_Stated problem_
Reproduce the items from the line holding "Locate the wood" through the line holding "(1015, 791)", inclusive, replacing "put a point on each instance" with "mark every instance" and changing nothing else.

_Records for this exercise_
-------------------------

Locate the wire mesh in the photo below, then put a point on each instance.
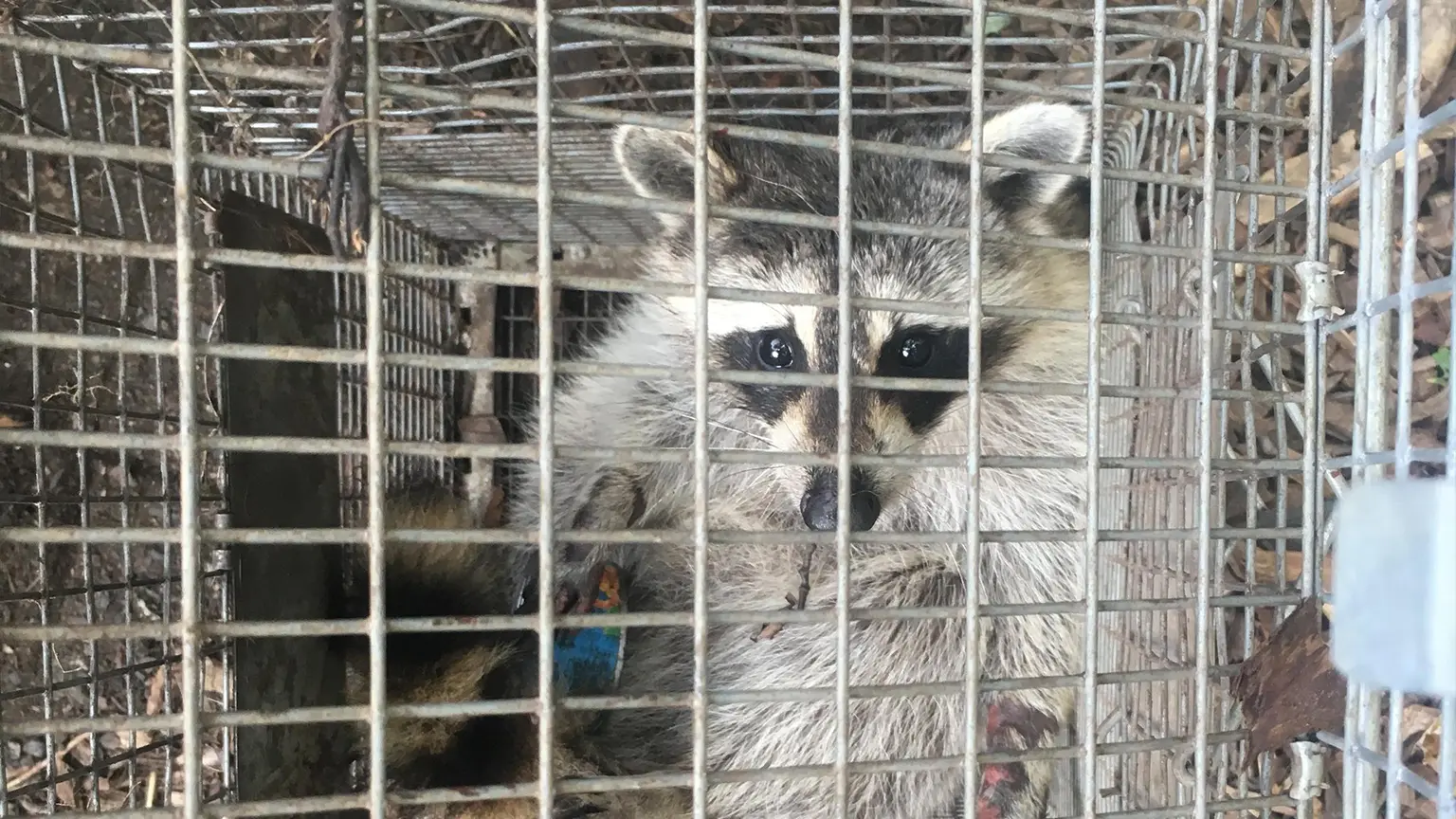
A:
(1395, 748)
(133, 577)
(1206, 401)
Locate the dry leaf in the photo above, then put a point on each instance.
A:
(213, 681)
(1289, 686)
(496, 510)
(1437, 44)
(1267, 567)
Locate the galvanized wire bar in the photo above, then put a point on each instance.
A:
(972, 563)
(701, 456)
(546, 404)
(374, 411)
(188, 450)
(1094, 434)
(845, 236)
(1206, 339)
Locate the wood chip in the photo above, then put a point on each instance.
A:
(1289, 686)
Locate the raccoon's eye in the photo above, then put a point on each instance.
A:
(774, 352)
(915, 352)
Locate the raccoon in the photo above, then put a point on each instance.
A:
(621, 411)
(772, 704)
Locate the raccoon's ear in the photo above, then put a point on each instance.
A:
(659, 165)
(1035, 132)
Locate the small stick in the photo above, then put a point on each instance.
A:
(772, 629)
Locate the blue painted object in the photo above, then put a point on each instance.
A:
(589, 661)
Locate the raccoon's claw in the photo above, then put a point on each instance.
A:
(1004, 787)
(1013, 791)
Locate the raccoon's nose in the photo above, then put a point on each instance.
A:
(820, 503)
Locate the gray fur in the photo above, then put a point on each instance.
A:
(594, 411)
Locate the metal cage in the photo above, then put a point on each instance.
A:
(169, 532)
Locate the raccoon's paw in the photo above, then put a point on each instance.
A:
(1015, 791)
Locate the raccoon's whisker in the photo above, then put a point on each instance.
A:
(782, 187)
(722, 426)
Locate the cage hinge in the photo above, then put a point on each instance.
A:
(1318, 298)
(1309, 770)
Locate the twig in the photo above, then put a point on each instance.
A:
(27, 774)
(772, 629)
(344, 173)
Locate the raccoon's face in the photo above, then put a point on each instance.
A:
(883, 343)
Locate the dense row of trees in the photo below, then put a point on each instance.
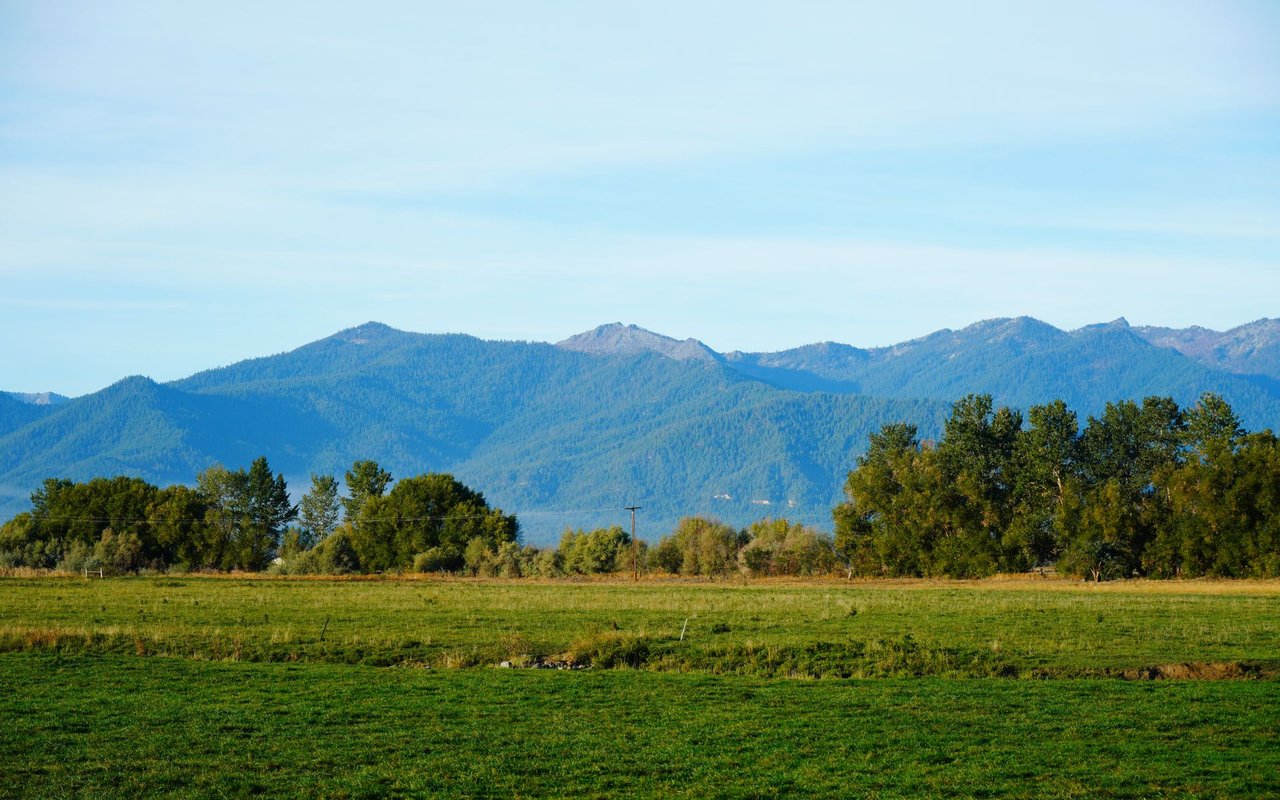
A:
(1143, 489)
(241, 520)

-------------------------

_The result_
Locate the wood chip in the photo above, then mark every instance.
A:
(1289, 686)
Locate the raccoon's eye in the photo above, then mark every instance.
A:
(774, 352)
(915, 352)
Locate the raccoon in the photo above, then mark every instance.
A:
(621, 411)
(772, 704)
Locate the raccoon's ear in the photo above, then mark every instance.
A:
(659, 165)
(1035, 132)
Locate the small stick in the photo above, then mark every instance.
A:
(772, 629)
Locate the blue painted object in the photo above, then mark every instance.
A:
(589, 661)
Locate the raccoon's claw in the photo above, then mark every instance.
A:
(1004, 787)
(1013, 791)
Locate the raccoon's nose in the photo above, then mark every instance.
A:
(820, 503)
Locate the gray fur in the photo above, then mark every instance.
A:
(594, 411)
Locate the metal cage in the photo above, then mark every instance.
A:
(169, 532)
Locate the raccoon's paw in the photo above, then mark every instance.
A:
(1015, 791)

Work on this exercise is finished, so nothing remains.